───── Entries provided ─────

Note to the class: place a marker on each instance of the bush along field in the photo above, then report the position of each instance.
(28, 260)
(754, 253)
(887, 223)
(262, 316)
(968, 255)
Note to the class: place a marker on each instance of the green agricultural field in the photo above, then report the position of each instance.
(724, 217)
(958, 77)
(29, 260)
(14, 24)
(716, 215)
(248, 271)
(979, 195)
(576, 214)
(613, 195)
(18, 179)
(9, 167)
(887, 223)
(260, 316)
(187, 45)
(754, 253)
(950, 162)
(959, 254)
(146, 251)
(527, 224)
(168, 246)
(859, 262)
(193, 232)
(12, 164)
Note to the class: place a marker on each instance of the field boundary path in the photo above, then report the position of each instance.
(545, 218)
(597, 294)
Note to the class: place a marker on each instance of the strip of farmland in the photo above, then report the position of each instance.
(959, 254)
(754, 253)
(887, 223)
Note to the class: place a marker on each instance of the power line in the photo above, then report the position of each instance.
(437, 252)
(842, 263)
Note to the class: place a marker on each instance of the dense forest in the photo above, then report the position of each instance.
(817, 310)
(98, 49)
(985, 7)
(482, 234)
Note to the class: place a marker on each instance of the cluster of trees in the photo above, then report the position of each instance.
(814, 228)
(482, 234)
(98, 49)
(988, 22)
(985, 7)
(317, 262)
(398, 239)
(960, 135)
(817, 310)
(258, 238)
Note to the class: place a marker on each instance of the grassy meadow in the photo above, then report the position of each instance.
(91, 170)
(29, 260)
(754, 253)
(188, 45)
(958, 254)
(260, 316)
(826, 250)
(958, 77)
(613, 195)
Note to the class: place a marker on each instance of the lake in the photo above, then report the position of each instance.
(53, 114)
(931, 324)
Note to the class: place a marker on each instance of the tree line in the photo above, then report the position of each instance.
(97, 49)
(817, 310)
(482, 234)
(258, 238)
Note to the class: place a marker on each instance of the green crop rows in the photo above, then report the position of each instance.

─────

> [Assigned task]:
Every line from the one containing "of the power" through the last line of the entries must be written out verbatim, and no other line.

> [Response below]:
Note to the class: place a marker on each instance of the power line in the photo above, then report the position of each instance.
(437, 252)
(842, 263)
Note to the class: place a marker on each instance of the dense forest in the photo above, then report the position of each instance.
(817, 310)
(98, 49)
(985, 7)
(482, 234)
Note to the class: place a marker on each instance of the cluster of trees in the photo above, then report the position of each instance.
(814, 228)
(482, 234)
(98, 49)
(988, 22)
(985, 7)
(317, 262)
(398, 239)
(960, 135)
(817, 310)
(258, 238)
Note to the class: place a marker on each instance of the grassy meadow in the photo above, then report the position of each instance.
(91, 170)
(29, 260)
(754, 253)
(188, 45)
(958, 254)
(260, 316)
(826, 250)
(958, 77)
(613, 195)
Note to the class: place a marker on each instance of the lake in the photo above, then report the position of each instance.
(53, 114)
(931, 324)
Note to the class: place a marker on each instance of the tree line in the photo above, then report the position of each instance.
(97, 49)
(817, 310)
(482, 234)
(258, 238)
Note to the class: place a marker on each instance of the green crop rows in the photo above, then report the position of each instance.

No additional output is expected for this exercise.